━━━ TEXTO DE APOIO ━━━

O artigo 41 da Lei de Execução Penal prevê apenas o "contato com o mundo exterior por meio de correspondência escrita, da leitura e de outros meios de informação que não comprometam a moral e os bons costumes" como direito do preso.
Há exemplos notórios de entrevistas realizadas com detidos no Brasil, como a do líder do PCC, Marco Willians Herbas Camacho (o Marcola) ao jornal O Globo em março de 2014, e do traficante Fernandinho Beira-Mar para a TV Record em junho de 2017.
Outros casos de criminosos famosos que receberam a imprensa na prisão foram doex-médico e estuprador, Roger Abdelmassih, de Suzane von Richthofen, que matou os pais, do ex-prefeito e deputado Paulo Maluf e do traficante Nem da Rocinha.
No caso de Adélio, a decisão foi tomada por Bruno Savino, da 3ª Vara da Justiça Federal em Juiz de Fora, que a remeteu para aprovação do juiz corregedor federal de Campo Grande e da direção do presídio.
"Uma vez que as próprias partes não se opõem à realização da entrevista, não há motivo para que este juízo impeça a realização do ato ou qualquer outro contato do investigado com a imprensa", escreve Saviano na decisão.
Fernando Francischini, líder do PSL na Câmara dos Deputados, entrou com um pedido para impedir a entrevista, que foi negado por Saviano.
Durante entrevista coletiva na segunda-feira (26), em frente à sede da Polícia Federal, o tesoureiro nacional do Partido dos Trabalhadores (PT), Emídio de Souza, criticou a decisão, contrastando com o caso de Lula:
“Nos causa estranheza, no processo eleitoral, uma pessoa que fez o ato que fez, o que ele tem a dizer ao país? Preso em flagrante. E o Lula que tem todo o processo que teve, injusto, sem nenhuma prova, ele não pode falar ao país”.
Caso Lula
No dia 11 de julho, quatro pedidos de entrevistas com Lula em sua cela foram negados pela juíza federal substituta Carolina Moura Lebbos, da 12ª vara federal de Curitiba.
Ela é a responsável pela execução da pena do ex-presidente, então pré-candidato nas eleições 2018 e condenado por lavagem de dinheiro e corrupção passiva.
“As necessidades de preservação da segurança e da estabilidade do ambiente carcerário não permitem que o contato com o mundo exterior e o direito de expressão do condenado se concretizem pelas vias pretendidas, mediante realização de sabatinas/entrevistas, sequer contempladas na legislação”, escreve Lebbos na decisão.

━━━ CONJUNTO DE DADOS ━━━

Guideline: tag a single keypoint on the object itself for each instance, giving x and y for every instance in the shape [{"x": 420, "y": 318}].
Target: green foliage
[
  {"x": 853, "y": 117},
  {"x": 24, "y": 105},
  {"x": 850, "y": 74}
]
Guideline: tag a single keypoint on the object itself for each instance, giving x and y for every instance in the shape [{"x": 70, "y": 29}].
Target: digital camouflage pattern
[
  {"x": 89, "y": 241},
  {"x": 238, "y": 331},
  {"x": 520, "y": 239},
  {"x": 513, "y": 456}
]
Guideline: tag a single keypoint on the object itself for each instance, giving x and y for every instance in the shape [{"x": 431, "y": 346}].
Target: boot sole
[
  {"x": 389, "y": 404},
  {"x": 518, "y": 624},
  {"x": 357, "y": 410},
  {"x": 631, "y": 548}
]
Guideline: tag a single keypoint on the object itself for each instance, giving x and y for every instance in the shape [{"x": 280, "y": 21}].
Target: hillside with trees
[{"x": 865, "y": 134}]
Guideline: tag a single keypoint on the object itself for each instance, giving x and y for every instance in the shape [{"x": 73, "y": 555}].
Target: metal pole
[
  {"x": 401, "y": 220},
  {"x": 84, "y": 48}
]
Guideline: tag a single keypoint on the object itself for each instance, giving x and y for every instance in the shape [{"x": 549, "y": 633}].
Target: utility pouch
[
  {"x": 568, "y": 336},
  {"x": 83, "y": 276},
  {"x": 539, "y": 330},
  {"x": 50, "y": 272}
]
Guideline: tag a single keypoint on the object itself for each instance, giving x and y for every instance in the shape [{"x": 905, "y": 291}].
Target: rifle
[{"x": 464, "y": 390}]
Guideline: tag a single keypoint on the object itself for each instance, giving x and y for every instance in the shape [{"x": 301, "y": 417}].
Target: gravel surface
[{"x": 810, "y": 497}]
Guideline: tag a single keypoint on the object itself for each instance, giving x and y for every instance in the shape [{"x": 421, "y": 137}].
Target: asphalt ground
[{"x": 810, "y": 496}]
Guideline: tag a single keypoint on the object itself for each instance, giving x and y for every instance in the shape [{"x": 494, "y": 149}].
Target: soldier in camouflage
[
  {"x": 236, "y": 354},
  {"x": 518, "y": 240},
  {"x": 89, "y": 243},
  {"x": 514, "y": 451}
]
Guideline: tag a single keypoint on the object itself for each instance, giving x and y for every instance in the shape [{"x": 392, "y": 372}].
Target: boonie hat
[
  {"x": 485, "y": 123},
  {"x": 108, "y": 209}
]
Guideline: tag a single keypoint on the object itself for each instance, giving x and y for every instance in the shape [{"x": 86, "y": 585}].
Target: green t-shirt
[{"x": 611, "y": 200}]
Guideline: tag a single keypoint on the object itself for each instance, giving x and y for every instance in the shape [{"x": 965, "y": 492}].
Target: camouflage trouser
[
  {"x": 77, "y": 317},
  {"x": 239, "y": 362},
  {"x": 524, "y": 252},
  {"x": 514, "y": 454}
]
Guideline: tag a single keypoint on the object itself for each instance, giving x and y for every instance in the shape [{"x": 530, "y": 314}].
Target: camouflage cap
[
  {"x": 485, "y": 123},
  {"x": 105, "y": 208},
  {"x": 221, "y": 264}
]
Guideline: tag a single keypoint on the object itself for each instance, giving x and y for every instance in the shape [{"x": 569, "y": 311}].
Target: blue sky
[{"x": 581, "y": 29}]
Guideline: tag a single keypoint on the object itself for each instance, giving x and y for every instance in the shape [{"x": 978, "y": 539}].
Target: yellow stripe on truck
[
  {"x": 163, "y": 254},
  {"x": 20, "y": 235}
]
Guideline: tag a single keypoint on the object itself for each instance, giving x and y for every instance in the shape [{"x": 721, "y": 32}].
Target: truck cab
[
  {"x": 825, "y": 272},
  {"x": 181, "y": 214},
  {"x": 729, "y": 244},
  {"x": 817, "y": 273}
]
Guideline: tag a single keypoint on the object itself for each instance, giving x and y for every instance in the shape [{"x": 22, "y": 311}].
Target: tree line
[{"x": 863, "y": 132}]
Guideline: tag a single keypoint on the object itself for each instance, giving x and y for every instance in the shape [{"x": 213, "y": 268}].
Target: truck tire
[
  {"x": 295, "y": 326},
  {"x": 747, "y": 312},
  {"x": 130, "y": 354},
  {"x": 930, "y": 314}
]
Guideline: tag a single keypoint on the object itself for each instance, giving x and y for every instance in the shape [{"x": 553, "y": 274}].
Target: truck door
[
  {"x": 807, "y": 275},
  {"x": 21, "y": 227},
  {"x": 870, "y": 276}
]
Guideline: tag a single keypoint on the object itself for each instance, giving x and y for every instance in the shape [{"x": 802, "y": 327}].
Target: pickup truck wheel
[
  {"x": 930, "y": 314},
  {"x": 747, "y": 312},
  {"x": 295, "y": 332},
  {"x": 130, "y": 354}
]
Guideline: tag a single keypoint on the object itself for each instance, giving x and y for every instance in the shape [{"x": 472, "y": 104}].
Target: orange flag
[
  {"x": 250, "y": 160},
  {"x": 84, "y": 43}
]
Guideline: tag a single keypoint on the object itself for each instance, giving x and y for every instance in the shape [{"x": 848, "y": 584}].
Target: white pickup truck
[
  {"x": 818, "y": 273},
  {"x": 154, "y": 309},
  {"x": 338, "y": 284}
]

━━━

ENUNCIADO 1
De acordo com o texto sobre entrevistas com presos, quem negou, em 11 de julho, os quatro pedidos de entrevista com Lula em sua cela?
ENUNCIADO 2
Dê continuidade ao texto sobre entrevistas com presos a partir da última frase apresentada.
As linhas não têm relação com o texto sobre entrevistas com presos.

RESPOSTA FINAL 1
A juíza federal substituta Carolina Moura Lebbos, da 12ª vara federal de Curitiba.

RESPOSTA FINAL 2
Ela argumenta ainda que “autorização de tal natureza alteraria a rotina do local de cumprimento da pena, exigindo a alocação de agentes e recursos para preservação da segurança e fiscalização da regularidade da execução”.
Uma semana depois, a juíza negou um pedido do fotógrafo oficial de Lula, Ricardo Stuckert; ele afirmou que não seria para campanha e sim para mostrar como Lula estava.
Segundo a juíza, “o fato de terem sido eventualmente realizadas entrevistas com outros presos em regime fechado, pontualmente citados pelo agravante, de modo algum poderia significar autorização genérica ou precedente vinculativo”. UOL, Folha e SBT também tiveram pedidos negados.
Facada
A PF pediu, no último sábado (20), mais quinze dias para concluir as investigações sobre a facada em Bolsonaro.
“A investigação, no entanto, aponta para atuação do que chamamos de ‘lobo solitário'”, disse uma fonte da PF para o Estadão Conteúdo, desmentindo boatos que circulam na internet.
Um depósito em espécie, em teoria anormal para o agressor, era referente a um acerto trabalhista. Já um cartão de crédito internacional, encontrado na pensão onde Adélio se hospedou, havia sido emitido automaticamente pela instituição bancária, mas nunca utilizado.
Bolsonaro, líder nas pesquisas em primeiro turno, segue no Hospital Israelita Albert Einstein com "boa evolução clínica sem dor, sem febre ou outros sinais de infecção", segundo o último boletim oficial.
Em sua primeira entrevista em vídeo após a facada, nesta semana, Bolsonaro disse não crer que Adélio tenha agido sozinho e sugeriu, sem apresentar provas, que PF age para "abafar o caso".